YOUR OBJECTIVE.
Beginning at the line that contains "the white window" and ending at the last line of the entries, write out each line exactly; include nothing outside that span.

Natural language region descriptions.
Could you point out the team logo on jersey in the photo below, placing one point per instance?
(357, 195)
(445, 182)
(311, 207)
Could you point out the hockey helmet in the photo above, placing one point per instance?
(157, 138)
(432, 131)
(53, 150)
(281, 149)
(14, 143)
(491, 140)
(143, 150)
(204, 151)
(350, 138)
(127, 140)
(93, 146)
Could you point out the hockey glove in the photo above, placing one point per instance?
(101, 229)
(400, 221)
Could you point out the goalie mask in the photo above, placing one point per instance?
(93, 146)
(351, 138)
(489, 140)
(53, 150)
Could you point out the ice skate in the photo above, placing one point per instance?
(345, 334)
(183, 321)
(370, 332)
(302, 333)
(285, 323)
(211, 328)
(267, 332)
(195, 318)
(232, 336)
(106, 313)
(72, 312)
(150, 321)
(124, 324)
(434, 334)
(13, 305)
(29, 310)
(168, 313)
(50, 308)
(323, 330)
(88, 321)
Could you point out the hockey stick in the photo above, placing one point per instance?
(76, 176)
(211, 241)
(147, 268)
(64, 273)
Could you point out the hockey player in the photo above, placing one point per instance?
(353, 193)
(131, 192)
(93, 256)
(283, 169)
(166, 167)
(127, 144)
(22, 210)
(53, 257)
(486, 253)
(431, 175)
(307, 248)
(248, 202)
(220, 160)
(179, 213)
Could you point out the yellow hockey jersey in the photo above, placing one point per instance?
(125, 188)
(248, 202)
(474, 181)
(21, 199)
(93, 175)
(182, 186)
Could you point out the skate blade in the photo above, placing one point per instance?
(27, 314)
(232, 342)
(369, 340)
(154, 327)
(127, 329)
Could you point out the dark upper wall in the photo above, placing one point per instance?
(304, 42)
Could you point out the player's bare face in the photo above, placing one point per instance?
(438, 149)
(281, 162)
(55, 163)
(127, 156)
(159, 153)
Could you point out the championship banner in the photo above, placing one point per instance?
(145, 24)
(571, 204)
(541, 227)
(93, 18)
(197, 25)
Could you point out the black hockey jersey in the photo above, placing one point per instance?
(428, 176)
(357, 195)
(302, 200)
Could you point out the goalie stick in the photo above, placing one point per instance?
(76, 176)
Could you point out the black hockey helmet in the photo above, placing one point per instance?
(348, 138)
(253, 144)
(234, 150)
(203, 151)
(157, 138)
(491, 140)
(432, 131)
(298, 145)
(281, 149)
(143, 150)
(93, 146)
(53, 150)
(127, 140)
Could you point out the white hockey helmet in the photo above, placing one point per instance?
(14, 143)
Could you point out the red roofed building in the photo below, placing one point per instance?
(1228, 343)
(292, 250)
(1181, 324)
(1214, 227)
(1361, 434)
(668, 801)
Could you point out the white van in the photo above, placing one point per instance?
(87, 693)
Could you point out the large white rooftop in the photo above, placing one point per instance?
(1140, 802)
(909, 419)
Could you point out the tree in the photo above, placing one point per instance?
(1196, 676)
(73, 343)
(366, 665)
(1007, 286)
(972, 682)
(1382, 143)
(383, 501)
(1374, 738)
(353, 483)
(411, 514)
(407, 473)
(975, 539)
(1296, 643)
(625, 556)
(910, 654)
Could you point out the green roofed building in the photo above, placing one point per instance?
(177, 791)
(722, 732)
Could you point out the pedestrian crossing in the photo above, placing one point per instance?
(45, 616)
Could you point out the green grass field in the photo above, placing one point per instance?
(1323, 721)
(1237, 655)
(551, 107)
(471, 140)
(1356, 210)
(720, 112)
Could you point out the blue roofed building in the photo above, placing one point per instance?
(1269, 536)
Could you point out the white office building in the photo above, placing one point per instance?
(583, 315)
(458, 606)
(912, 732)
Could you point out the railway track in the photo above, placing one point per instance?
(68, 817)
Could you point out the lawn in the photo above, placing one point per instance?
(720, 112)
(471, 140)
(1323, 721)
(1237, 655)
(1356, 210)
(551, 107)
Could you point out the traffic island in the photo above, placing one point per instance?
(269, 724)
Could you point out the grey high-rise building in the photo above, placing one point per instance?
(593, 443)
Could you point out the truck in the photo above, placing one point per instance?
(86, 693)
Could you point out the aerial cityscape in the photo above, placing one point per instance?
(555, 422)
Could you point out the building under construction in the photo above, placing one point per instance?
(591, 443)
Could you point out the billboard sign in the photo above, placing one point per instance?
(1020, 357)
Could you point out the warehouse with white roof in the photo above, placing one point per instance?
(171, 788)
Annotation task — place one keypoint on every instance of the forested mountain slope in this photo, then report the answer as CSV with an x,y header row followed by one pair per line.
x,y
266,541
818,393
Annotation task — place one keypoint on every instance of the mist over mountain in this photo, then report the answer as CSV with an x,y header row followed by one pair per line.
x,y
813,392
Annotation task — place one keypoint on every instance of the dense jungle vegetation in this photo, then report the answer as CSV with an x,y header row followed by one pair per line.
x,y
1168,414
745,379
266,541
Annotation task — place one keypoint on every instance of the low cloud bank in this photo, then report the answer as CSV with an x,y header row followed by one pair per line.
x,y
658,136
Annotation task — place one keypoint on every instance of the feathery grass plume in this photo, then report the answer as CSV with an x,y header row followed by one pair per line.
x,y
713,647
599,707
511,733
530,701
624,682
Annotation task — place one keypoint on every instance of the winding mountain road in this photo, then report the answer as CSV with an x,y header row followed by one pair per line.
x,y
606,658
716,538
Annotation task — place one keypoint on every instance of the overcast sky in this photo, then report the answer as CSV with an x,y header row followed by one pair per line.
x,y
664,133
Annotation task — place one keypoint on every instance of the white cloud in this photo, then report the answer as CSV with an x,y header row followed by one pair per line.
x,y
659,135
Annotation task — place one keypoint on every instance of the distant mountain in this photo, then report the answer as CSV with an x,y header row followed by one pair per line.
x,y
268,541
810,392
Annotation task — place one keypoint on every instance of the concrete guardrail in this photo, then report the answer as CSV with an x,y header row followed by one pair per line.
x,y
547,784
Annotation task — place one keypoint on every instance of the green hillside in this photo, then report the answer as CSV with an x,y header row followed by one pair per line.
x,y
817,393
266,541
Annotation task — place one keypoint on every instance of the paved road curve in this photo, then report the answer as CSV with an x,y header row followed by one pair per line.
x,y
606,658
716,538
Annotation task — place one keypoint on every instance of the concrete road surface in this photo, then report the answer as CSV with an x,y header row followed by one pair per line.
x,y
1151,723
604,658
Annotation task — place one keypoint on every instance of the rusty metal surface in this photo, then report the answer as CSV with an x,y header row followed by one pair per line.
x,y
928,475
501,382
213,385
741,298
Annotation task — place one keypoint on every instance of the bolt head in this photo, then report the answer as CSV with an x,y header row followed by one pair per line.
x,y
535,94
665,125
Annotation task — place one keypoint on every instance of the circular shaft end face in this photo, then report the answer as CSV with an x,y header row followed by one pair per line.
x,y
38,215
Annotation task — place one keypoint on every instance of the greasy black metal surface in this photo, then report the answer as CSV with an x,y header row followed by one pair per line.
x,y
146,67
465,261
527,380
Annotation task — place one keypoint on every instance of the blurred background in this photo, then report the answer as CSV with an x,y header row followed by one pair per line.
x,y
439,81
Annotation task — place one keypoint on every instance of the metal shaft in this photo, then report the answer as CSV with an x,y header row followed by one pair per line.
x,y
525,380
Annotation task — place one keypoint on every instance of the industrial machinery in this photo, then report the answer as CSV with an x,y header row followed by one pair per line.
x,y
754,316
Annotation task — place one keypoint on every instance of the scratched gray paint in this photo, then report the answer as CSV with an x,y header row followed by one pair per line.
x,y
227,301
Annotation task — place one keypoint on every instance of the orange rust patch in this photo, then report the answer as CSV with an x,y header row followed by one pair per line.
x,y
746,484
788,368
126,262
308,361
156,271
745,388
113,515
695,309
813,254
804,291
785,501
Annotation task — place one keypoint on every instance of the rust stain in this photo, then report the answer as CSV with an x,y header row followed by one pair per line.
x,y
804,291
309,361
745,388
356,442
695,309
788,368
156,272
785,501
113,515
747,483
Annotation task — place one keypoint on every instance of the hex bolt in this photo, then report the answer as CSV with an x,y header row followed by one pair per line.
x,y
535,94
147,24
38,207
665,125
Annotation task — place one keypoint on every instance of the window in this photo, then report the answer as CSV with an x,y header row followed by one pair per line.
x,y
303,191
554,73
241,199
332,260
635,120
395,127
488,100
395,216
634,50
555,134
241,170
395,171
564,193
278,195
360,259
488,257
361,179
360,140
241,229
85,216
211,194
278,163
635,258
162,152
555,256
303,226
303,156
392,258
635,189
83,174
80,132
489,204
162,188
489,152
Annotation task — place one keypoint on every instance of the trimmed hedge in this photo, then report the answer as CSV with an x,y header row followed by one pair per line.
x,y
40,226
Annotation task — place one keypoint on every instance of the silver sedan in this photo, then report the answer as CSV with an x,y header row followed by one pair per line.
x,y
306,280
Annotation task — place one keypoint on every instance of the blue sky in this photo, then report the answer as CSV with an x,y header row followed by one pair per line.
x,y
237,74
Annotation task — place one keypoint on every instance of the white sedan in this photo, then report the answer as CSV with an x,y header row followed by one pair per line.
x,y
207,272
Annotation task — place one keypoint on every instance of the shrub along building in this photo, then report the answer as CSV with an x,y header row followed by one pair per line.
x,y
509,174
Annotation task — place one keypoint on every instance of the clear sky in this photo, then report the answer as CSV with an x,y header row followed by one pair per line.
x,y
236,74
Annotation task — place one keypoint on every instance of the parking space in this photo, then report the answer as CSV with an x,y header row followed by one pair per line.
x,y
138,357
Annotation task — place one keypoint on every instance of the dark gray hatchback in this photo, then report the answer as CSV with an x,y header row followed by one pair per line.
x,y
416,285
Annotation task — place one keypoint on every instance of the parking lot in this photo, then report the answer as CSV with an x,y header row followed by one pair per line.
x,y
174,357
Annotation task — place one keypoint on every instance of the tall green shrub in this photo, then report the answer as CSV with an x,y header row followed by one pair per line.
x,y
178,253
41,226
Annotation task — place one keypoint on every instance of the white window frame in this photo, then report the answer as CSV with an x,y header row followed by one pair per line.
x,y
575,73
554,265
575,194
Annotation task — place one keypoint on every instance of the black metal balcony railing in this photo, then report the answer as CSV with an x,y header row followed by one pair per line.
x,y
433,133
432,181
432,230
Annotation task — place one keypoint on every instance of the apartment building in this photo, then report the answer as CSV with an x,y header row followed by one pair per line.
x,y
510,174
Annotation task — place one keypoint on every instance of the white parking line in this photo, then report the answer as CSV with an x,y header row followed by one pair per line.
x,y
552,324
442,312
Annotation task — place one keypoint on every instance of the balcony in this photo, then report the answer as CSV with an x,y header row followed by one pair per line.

RESULT.
Annotation task — place one keypoint on every instance of the white window frame in this photo, then report the answer as CSV with an x,y header row followed by one pair per line.
x,y
575,73
554,265
575,194
Annotation task — place one keypoint on every instance of the black metal balcony railing in this photo, then report the answer as CSV with an x,y header row followed by one pair per line.
x,y
433,133
432,181
432,230
Annotation task — place one keypoint on every instance of the apartment building in this photo, then report the answer as CSV with an x,y header row followed by one pair per line.
x,y
510,174
Annotation task — place one keypoint on every instance of the white parking line in this photo, then report the answer as CSV with an x,y header row followed by one pair per line.
x,y
552,324
442,312
Annotation task — place one keypoint on every instance of the balcony in this photo, then report the answer as CSV with an x,y header row followed by one pair per line.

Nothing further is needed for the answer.